Problem details
Please copy every item below word for word, leaving the pictures out of your answer.

Materials provided
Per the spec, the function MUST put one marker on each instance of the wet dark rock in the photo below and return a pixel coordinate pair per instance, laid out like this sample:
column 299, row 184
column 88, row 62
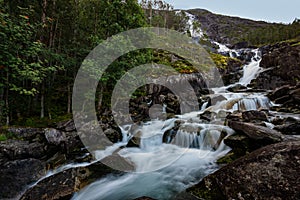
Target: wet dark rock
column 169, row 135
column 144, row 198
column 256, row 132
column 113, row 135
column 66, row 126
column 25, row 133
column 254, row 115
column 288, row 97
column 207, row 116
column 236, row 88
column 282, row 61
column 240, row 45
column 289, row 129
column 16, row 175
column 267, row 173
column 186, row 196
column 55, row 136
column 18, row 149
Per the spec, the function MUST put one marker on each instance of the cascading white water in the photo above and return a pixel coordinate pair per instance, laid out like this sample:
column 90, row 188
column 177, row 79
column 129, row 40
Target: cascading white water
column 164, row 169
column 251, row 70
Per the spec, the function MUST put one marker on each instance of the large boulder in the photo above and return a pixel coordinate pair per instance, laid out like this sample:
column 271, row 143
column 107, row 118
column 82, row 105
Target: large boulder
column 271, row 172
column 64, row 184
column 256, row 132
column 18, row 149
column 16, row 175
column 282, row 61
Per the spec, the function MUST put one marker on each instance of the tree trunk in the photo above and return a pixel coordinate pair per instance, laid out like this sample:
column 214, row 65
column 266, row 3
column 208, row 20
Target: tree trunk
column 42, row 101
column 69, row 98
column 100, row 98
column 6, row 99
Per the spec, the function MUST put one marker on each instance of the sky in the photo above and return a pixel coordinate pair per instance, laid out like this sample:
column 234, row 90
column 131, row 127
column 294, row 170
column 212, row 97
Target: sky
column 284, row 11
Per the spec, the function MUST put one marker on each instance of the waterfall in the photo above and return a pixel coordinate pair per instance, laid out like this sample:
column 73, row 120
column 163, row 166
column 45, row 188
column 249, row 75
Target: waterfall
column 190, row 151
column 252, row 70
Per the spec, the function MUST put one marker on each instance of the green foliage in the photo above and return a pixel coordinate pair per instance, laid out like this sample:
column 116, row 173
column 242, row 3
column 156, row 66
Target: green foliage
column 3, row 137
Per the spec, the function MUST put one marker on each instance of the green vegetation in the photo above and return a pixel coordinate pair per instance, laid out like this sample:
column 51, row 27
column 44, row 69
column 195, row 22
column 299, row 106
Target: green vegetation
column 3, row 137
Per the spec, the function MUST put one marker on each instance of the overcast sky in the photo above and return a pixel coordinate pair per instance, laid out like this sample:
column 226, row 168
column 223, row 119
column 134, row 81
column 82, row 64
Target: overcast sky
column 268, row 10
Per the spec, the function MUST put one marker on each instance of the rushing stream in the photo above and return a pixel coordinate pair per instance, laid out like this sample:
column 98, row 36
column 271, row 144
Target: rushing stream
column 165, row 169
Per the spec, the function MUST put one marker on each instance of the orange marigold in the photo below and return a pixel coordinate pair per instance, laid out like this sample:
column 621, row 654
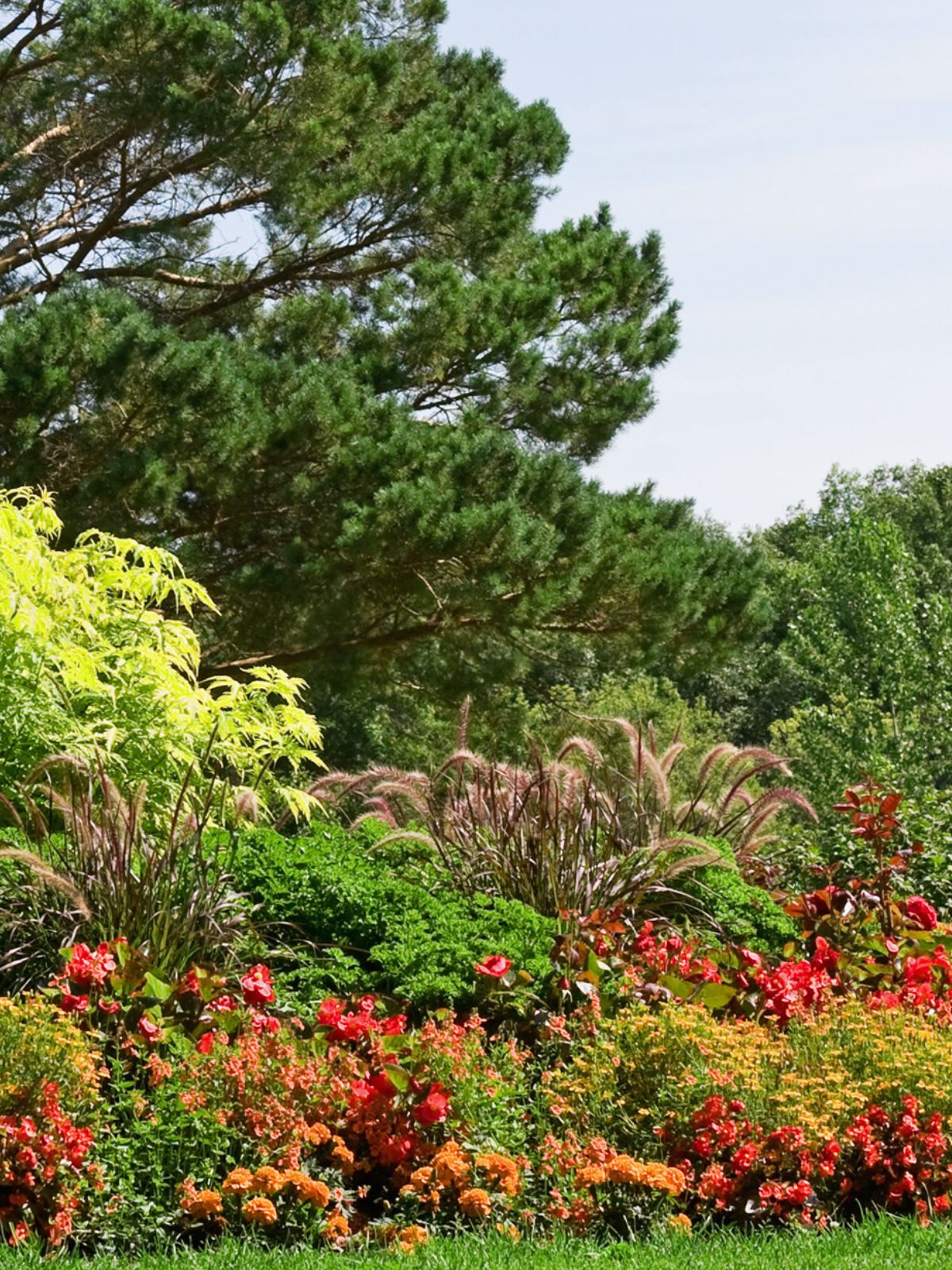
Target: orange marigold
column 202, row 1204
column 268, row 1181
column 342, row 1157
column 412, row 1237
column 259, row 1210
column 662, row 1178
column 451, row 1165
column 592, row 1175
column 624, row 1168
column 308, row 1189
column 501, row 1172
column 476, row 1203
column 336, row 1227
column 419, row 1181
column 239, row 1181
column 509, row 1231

Task response
Per the spec, the function MUST put one marker on each instance of the wet dark rock in the photo below and return a pixel coordinate pair per instance, laid out like this sample:
column 299, row 184
column 88, row 62
Target: wet dark rock
column 169, row 135
column 144, row 198
column 256, row 132
column 113, row 135
column 66, row 126
column 25, row 133
column 254, row 115
column 288, row 97
column 207, row 116
column 236, row 88
column 282, row 61
column 240, row 45
column 289, row 129
column 16, row 175
column 267, row 173
column 186, row 196
column 55, row 136
column 18, row 149
Per the spec, the function MUST put one marker on each instance of the cascading white water in the photo above and return a pixel coordinate pair per instance, laid out like this sample:
column 90, row 188
column 177, row 79
column 129, row 40
Target: cascading white water
column 164, row 169
column 251, row 70
Per the spec, the function MUST put one marker on each instance of the large boulder in the photo above and return a pixel coordinate pair per instance, laid out like this sample:
column 271, row 143
column 107, row 118
column 82, row 105
Target: large boulder
column 271, row 172
column 64, row 184
column 256, row 132
column 18, row 149
column 16, row 175
column 282, row 61
Per the spec, the function MUST put one marker on each instance of the tree trunk in the photo above and return a pixel coordinate pair per instance, laid out like this sample:
column 214, row 65
column 266, row 3
column 208, row 20
Target: tree trunk
column 42, row 101
column 69, row 98
column 100, row 98
column 6, row 99
Per the spec, the function MUST put one marker on each instance of the sky in the photo above and return a pixel coordinate pair per instance, laid out like this sample:
column 234, row 90
column 131, row 127
column 294, row 170
column 212, row 97
Target: sky
column 284, row 11
Per the spec, the function MUST put one marker on each instance of the waterfall in the photo above and return a pixel coordinate pair per instance, laid out like this sample:
column 73, row 120
column 163, row 166
column 45, row 188
column 249, row 75
Target: waterfall
column 190, row 151
column 252, row 70
Per the spec, the function MUST put one marker on each instance of the green foliage in the photo above and return a pixel coordinate pair per instance, laid out like this sample:
column 116, row 173
column 242, row 3
column 156, row 66
Target: green foliage
column 3, row 137
Per the spec, the function MUST put one marker on each instance of the green vegetation in the photo above and return a pixel coordinate pair per instance, laid out like this sample:
column 51, row 27
column 44, row 69
column 195, row 22
column 299, row 106
Target: green vegetation
column 3, row 137
Per the spec, the function MUST put one marker on each instance of the overcast sky in the photo above and return a pixel coordinate pair per instance, laid out like this sample:
column 226, row 168
column 223, row 119
column 134, row 81
column 82, row 64
Target: overcast sky
column 268, row 10
Per the spec, the function MUST put one marker on each instance of the rushing stream in the photo above and return a pixel coordinate pair per instance, laid out like this sample:
column 98, row 36
column 271, row 144
Target: rushing stream
column 165, row 169
Per the spec, the function MUST put one marker on each instance of the orange marigold in the photo below and return a pixel coordinate pair per instance, laid out like this sample:
column 621, row 654
Target: orange marigold
column 202, row 1204
column 268, row 1181
column 342, row 1157
column 412, row 1237
column 259, row 1210
column 662, row 1178
column 451, row 1165
column 592, row 1175
column 624, row 1168
column 308, row 1189
column 501, row 1172
column 476, row 1203
column 336, row 1227
column 419, row 1181
column 239, row 1181
column 509, row 1231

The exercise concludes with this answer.